►

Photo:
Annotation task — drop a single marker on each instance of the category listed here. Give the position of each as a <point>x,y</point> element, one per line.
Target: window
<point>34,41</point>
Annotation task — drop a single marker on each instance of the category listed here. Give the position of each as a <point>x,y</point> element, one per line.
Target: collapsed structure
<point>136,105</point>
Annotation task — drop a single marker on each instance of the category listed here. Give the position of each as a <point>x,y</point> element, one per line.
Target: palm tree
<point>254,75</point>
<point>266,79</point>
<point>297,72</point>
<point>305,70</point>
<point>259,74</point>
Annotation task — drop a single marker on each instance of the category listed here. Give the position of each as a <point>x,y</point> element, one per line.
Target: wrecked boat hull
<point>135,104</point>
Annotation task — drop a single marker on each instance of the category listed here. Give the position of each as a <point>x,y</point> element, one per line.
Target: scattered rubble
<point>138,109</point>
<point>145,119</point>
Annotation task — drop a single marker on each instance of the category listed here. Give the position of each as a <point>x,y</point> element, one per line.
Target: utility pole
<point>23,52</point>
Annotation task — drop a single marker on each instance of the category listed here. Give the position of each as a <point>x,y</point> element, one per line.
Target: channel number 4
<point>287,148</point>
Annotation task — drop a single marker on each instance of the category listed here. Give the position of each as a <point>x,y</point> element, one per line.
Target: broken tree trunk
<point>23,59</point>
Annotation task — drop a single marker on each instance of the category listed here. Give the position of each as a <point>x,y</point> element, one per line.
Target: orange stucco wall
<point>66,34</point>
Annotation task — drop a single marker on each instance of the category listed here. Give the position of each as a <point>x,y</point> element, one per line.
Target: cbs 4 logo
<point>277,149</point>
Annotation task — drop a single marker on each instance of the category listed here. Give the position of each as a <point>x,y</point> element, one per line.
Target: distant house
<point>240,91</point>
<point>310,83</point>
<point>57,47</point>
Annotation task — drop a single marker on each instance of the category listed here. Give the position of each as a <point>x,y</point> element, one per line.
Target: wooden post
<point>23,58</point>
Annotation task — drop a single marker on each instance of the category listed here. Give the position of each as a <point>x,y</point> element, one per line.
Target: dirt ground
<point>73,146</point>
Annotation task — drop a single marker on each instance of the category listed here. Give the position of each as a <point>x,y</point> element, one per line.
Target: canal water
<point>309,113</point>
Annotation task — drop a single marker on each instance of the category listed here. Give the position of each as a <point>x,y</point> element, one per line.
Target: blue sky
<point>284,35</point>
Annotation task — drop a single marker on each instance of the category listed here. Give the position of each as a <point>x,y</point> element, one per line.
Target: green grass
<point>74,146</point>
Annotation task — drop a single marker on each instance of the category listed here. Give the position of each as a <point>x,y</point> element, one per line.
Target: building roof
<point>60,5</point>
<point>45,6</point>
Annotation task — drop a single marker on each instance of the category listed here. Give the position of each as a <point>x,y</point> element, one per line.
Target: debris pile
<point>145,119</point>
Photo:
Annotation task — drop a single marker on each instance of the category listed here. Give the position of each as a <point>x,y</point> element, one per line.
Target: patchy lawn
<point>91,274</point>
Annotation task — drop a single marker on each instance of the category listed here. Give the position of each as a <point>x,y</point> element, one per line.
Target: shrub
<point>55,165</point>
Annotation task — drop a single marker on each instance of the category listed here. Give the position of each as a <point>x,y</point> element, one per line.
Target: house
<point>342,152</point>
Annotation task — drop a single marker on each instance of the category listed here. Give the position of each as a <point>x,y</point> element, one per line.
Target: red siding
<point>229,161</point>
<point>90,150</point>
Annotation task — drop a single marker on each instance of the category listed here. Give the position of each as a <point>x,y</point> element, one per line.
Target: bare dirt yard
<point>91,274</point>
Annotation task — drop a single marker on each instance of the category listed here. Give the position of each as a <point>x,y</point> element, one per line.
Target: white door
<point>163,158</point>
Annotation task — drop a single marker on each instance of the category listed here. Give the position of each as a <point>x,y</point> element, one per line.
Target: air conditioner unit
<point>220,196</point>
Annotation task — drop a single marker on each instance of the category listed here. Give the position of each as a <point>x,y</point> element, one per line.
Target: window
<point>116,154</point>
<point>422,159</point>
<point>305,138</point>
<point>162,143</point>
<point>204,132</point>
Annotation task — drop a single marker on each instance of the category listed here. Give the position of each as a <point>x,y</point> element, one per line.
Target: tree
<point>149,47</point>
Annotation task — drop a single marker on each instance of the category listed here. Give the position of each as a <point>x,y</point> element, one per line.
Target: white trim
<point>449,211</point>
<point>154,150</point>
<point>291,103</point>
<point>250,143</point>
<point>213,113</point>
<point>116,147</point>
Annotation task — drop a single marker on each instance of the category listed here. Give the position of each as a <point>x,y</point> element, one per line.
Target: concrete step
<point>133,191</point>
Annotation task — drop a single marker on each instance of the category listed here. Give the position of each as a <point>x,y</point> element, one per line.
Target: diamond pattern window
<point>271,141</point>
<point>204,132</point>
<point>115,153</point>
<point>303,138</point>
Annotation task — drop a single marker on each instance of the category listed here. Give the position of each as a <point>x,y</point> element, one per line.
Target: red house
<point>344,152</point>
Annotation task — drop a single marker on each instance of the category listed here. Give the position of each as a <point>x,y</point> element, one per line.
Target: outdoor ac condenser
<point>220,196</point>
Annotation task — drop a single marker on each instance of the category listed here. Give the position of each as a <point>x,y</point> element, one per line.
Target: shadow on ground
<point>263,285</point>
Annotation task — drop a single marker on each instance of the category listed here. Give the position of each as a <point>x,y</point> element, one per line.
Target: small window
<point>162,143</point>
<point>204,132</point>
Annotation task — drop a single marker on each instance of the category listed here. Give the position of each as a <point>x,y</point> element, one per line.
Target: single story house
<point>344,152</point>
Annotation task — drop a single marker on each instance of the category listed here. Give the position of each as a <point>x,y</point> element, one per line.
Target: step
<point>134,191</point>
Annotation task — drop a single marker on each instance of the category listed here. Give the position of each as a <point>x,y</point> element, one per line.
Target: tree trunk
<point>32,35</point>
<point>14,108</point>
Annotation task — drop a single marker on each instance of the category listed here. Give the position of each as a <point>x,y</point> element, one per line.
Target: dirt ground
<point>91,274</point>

◄

■ Directions ■
Repeat the data in full. Alter nothing.

■ Solution for this problem ■
Photo:
Annotation task — drop a single marker on each instance of the category listed here. Give the position of each as a <point>x,y</point> element, one per line.
Target: window
<point>34,41</point>
Annotation task — drop a single marker on each instance of the category listed here. Give the position of each as a <point>x,y</point> element, one per line.
Target: collapsed structure
<point>136,105</point>
Annotation task — drop a single marker on each instance of the category listed here. Give the position of each as a <point>x,y</point> element, one per line.
Target: palm tree
<point>254,75</point>
<point>266,79</point>
<point>297,72</point>
<point>305,70</point>
<point>259,74</point>
Annotation task — drop a single marker on each instance of the category listed here. Give the position of each as a <point>x,y</point> element, one per line.
Target: wrecked boat hull
<point>135,104</point>
Annotation task — drop a single marker on each instance of the category listed here. Give the position of each as a <point>x,y</point> element, one per line.
Target: scattered rubble
<point>138,109</point>
<point>145,119</point>
Annotation task — drop a single marker on each instance of the category listed here. Give the position of each as a <point>x,y</point> element, one per line.
Target: utility pole
<point>23,52</point>
Annotation task — drop a single marker on each instance of the category listed here. Give the position of each as a <point>x,y</point> element, one per line.
Target: channel number 4
<point>287,148</point>
Annotation task — drop a single marker on each instance of the category listed here. Give the position of each as a <point>x,y</point> element, one per line.
Target: broken tree trunk
<point>23,59</point>
Annotation task — drop a single marker on each instance of the category listed here. Give the position of each as a <point>x,y</point> element, one per line.
Target: orange stucco wall
<point>66,34</point>
Annotation task — drop a single marker on each instance of the category listed here. Give the position of each as a <point>x,y</point> element, one per line.
Target: cbs 4 logo
<point>277,149</point>
Annotation task — drop a single marker on each instance of the category listed here. Give the position of each as a <point>x,y</point> element, one per line.
Target: distant house
<point>240,91</point>
<point>310,83</point>
<point>57,47</point>
Annotation task — drop a single marker on each instance of the category listed here. Give the position of each as a <point>x,y</point> element, one per line.
Target: wooden post
<point>23,58</point>
Annotation task — drop a single marker on each instance of the category listed here. Give the position of each as a <point>x,y</point> element, one per line.
Target: dirt ground
<point>73,146</point>
Annotation task — drop a single marker on each instance of the category listed here. Give the position of each as a <point>x,y</point> element, one per line.
Target: canal water
<point>309,113</point>
Annotation task — drop a single marker on each instance of the category listed here. Give the position of each as a <point>x,y</point> element, one per line.
Target: blue sky
<point>284,35</point>
Annotation task — drop a single marker on each instance of the category listed here. Give the position of each as a <point>x,y</point> element, one per line.
Target: green grass
<point>74,146</point>
Annotation task — drop a single marker on each instance of the category listed here. Give the position of each as a <point>x,y</point> element, one per line.
Target: building roof
<point>60,5</point>
<point>45,6</point>
Annotation task — drop a single marker on each instance of the category listed here. Give the position of each as a <point>x,y</point> element, one per line.
Target: debris pile
<point>145,119</point>
Photo:
Annotation task — drop a single marker on each instance of the category listed here. Give the position of each as a <point>x,y</point> element, one per line.
Target: patchy lawn
<point>91,274</point>
Annotation task — drop a single marker on each instance of the category listed here. Give the position of each as a <point>x,y</point> element, one per line.
Target: shrub
<point>55,165</point>
Annotation task — drop a single marker on each instance of the category listed here. Give the position of each as a <point>x,y</point> element, one per line.
Target: house
<point>342,152</point>
Annotation task — drop a single marker on each instance of the category listed here. Give the position of each as a <point>x,y</point> element, one per line.
Target: red siding
<point>229,161</point>
<point>90,150</point>
Annotation task — drop a single marker on each instance of the category listed here. Give the position of each as a <point>x,y</point> element, one per line.
Target: bare dirt yard
<point>91,274</point>
Annotation task — drop a single marker on each instance of the category listed here. Give the position of each as a <point>x,y</point> element, one per line.
Target: white door
<point>163,158</point>
Annotation task — drop a single marker on each instance of the category listed here. Give the position of each as a <point>x,y</point> element, one per line.
Target: air conditioner unit
<point>220,196</point>
Annotation task — drop a single marker on each instance of the category listed here. Give the position of each as a <point>x,y</point> element, one per line.
Target: window
<point>116,154</point>
<point>422,159</point>
<point>305,138</point>
<point>162,143</point>
<point>204,132</point>
Annotation task — drop a single marker on each instance of the category listed here. Give the position of each as a <point>x,y</point> element, one per line.
Target: tree
<point>149,47</point>
Annotation task — drop a single marker on each instance of the category listed here. Give the position of each as a <point>x,y</point> element, one per line.
Target: white trim
<point>449,211</point>
<point>154,150</point>
<point>291,103</point>
<point>250,143</point>
<point>213,113</point>
<point>116,147</point>
Annotation task — drop a single marker on each instance of the category listed here. Give the position of each as a <point>x,y</point> element, one per line.
Target: concrete step
<point>133,191</point>
Annotation task — drop a single marker on each instance of the category listed here. Give the position of each as a <point>x,y</point> element, one per line.
Target: diamond pattern window
<point>271,141</point>
<point>204,132</point>
<point>115,153</point>
<point>303,138</point>
Annotation task — drop a single marker on each instance of the category listed here. Give the position of each as a <point>x,y</point> element, one per line.
Target: red house
<point>344,152</point>
Annotation task — drop a single marker on each instance of the category listed here. Give the position of each as a <point>x,y</point> element, one per line.
Target: outdoor ac condenser
<point>220,196</point>
Annotation task — drop a single marker on each instance of the category listed here. Give the position of each as a <point>x,y</point> element, one per line.
Target: shadow on ground
<point>263,285</point>
Annotation task — drop a single marker on each instance of the category listed here. Give the position of each as a <point>x,y</point> element, one per line.
Target: small window
<point>162,143</point>
<point>204,132</point>
Annotation task — drop a single marker on each instance of the category listed here. Give the position of each as a <point>x,y</point> element, one per line.
Target: single story house
<point>344,152</point>
Annotation task — drop a single marker on each instance of the category listed here. Give the position of each as a <point>x,y</point> element, one per line.
Target: step
<point>134,191</point>
Annotation task — drop a single marker on each instance of the category listed here. Give the position of each as a <point>x,y</point> element, one per line.
Target: tree trunk
<point>32,35</point>
<point>14,108</point>
Annotation task — drop a single marker on each instance of the category listed here. Give the position of each as a <point>x,y</point> element, one per line.
Target: dirt ground
<point>91,274</point>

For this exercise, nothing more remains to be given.